### What is required
Find the line containing "positive clicks: (174, 166)" in the listing below. Repeat it exactly, along with each following line up to and including the one containing "175V166L159 164L153 174V183L168".

### Data for the task
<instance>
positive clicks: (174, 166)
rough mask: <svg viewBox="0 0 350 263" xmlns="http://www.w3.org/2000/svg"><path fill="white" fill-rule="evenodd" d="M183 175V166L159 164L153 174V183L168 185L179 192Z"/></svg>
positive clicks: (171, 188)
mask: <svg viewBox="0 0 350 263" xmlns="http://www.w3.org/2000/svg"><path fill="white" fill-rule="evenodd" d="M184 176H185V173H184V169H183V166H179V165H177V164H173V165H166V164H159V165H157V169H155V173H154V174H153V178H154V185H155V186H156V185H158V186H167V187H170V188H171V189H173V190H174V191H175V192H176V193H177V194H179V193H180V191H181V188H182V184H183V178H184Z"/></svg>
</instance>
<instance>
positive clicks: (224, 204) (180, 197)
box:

==

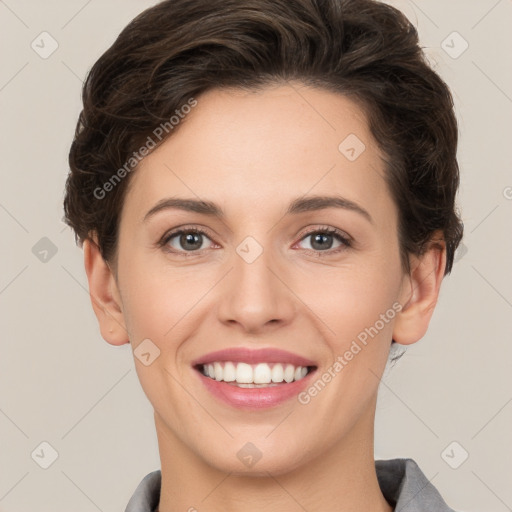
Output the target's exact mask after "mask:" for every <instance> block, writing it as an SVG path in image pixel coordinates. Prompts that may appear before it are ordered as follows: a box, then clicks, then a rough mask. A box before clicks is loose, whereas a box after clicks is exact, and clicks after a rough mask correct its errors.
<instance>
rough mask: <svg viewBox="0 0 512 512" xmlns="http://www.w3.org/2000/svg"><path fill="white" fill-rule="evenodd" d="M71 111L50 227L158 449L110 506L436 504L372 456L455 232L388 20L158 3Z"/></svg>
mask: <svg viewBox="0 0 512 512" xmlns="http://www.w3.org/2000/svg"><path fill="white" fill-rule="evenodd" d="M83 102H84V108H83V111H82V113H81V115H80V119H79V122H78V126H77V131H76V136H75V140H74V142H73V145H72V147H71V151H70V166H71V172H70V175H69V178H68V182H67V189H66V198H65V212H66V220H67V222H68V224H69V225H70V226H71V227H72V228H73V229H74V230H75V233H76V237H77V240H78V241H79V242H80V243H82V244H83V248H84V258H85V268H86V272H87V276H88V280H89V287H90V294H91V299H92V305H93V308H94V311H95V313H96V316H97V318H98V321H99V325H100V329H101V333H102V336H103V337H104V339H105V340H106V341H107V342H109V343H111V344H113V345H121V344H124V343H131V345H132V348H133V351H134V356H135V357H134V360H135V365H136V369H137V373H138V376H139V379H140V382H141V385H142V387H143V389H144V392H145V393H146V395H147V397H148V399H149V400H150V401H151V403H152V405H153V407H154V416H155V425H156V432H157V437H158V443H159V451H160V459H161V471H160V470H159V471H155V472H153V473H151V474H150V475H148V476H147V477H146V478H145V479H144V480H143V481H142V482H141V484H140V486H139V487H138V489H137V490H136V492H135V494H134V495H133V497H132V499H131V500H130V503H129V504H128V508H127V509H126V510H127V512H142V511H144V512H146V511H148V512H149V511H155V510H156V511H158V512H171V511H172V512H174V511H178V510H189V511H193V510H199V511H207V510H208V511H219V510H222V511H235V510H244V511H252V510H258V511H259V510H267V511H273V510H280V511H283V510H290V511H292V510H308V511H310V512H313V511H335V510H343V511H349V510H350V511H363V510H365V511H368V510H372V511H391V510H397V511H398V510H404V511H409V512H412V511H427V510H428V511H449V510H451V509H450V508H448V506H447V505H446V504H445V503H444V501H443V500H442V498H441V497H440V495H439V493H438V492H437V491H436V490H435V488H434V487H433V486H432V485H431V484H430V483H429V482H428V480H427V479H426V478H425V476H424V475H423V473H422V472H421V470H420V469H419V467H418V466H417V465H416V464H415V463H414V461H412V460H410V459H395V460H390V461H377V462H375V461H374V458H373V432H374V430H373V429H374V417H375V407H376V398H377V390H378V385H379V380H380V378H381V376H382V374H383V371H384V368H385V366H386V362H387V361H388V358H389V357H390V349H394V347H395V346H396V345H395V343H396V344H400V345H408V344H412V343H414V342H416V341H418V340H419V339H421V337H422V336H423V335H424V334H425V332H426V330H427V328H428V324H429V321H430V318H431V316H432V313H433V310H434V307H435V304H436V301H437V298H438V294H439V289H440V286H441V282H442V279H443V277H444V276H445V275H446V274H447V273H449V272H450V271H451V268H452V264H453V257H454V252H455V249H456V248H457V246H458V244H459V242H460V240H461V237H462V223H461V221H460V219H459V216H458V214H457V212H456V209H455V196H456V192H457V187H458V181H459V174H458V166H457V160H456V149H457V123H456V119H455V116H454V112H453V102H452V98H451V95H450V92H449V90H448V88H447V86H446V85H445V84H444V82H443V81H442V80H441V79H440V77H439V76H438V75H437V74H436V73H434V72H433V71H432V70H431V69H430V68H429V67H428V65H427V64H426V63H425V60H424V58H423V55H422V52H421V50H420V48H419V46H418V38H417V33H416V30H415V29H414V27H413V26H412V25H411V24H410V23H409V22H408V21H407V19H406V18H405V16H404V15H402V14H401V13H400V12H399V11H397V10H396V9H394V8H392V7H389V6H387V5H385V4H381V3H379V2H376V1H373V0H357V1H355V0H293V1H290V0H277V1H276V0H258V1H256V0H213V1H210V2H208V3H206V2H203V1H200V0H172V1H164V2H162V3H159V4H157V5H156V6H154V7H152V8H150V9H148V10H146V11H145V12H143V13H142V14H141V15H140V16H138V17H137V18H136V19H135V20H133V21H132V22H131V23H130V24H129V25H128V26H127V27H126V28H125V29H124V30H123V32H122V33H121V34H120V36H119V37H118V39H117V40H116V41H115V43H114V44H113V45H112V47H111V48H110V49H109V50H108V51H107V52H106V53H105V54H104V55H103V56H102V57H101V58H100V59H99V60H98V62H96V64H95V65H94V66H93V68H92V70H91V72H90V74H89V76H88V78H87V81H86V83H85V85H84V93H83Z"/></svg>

### Answer area
positive clicks: (174, 166)
rough mask: <svg viewBox="0 0 350 263" xmlns="http://www.w3.org/2000/svg"><path fill="white" fill-rule="evenodd" d="M183 175V166L159 164L153 174V183L168 185L179 192Z"/></svg>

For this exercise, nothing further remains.